▶ [VORLIEGENDER TEXT]:
Bei den theoretischen Prüfungen fielen sogar 40 Prozent der Fahrschüler durch. Wie der TÜV Süd in einer Mitteilung schreibt, ist die Nicht-Bestehens-Quote in den vergangenen zehn Jahren um etwa zehn Prozentpunkte angestiegen. Diese Entwicklung kann in der Fahrschule Kracheel zwar nicht bestätigt werden, doch der Inhaber bekräftigt, dass auch bei ihm mehr Schüler durch die Theorieprüfung fallen als noch vor fünf bis zehn Jahren.
Aus Sicht von Kracheel liegt das nicht an den Anforderungen, die seien über die Jahre hinweg etwa gleichgeblieben. Es liege, so der Fahrlehrer, mehr am Willen des Einzelnen. „Um die Theorieprüfung zu bestehen, braucht es viel Eigeninitiative. Meinen Beobachtungen zufolge hat der Ehrgeiz in dieser Hinsicht abgenommen“, erzählt Kracheel. Er vermutet: „Den jungen Menschen ist der Führerschein heute nicht mehr so wichtig wie früher.“

Der Fahrschulinhaber vergleicht den Führerschein der Klasse B mit den Zweiradklassen. Bei Schülern, die beispielsweise einen Motorradführerschein machen möchten, sei die Nicht-Bestehens-Quote bei der Theorieprüfung deutlich geringer. „Hier merkt man, dass die Schüler den Führerschein wirklich haben wollen. Den Autoführerschein macht heute der ein oder andere nur, damit er ihn eben macht. Nicht, weil er ihn wirklich will.“
Anforderungen bei Praxisprüfung steigen
Durchaus gestiegen seien die Anforderungen an die Schüler jedoch bei der praktischen Prüfung. „Die Dauer der Prüfung wurde bei allen Führerscheinklassen erhöht, bei der Klasse B von 45 Minuten auf 55 Minuten“, nennt Kracheel ein Beispiel. „Das bedeutet, die Prüflinge haben mehr Zeit, um Fehler zu machen.“ Insgesamt habe auch der Verkehr auf der Straße zugenommen.

Einträge aus einer Sammlung
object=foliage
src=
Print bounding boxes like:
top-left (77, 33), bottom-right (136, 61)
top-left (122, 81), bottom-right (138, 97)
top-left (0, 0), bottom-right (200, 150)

▶ [IHRE AUFGABEN]:
- A) Schreiben Sie aus dem Text über die Führerscheinprüfungen den Abschnitt wortgetreu ab, der bei „Der Fahrschulinhaber vergleicht“ beginnt und bei „der Straße zugenommen.“ endet.
- B) Fassen Sie den Text über die Führerscheinprüfungen in zwei Sätzen zusammen.

▶ [LÖSUNGEN]:
- A)
Der Fahrschulinhaber vergleicht den Führerschein der Klasse B mit den Zweiradklassen. Bei Schülern, die beispielsweise einen Motorradführerschein machen möchten, sei die Nicht-Bestehens-Quote bei der Theorieprüfung deutlich geringer. „Hier merkt man, dass die Schüler den Führerschein wirklich haben wollen. Den Autoführerschein macht heute der ein oder andere nur, damit er ihn eben macht. Nicht, weil er ihn wirklich will.“
Anforderungen bei Praxisprüfung steigen
Durchaus gestiegen seien die Anforderungen an die Schüler jedoch bei der praktischen Prüfung. „Die Dauer der Prüfung wurde bei allen Führerscheinklassen erhöht, bei der Klasse B von 45 Minuten auf 55 Minuten“, nennt Kracheel ein Beispiel. „Das bedeutet, die Prüflinge haben mehr Zeit, um Fehler zu machen.“ Insgesamt habe auch der Verkehr auf der Straße zugenommen.

- B) Laut TÜV Süd ist die Nicht-Bestehens-Quote bei der Theorieprüfung in den vergangenen zehn Jahren um etwa zehn Prozentpunkte gestiegen. Auch der Inhaber der Fahrschule Kracheel sieht mehr Schüler durch die Theorieprüfung fallen, führt das aber nicht auf die Anforderungen zurück, sondern auf nachlassenden Ehrgeiz, während bei der praktischen Prüfung die Anforderungen gestiegen seien, etwa durch die längere Prüfungsdauer.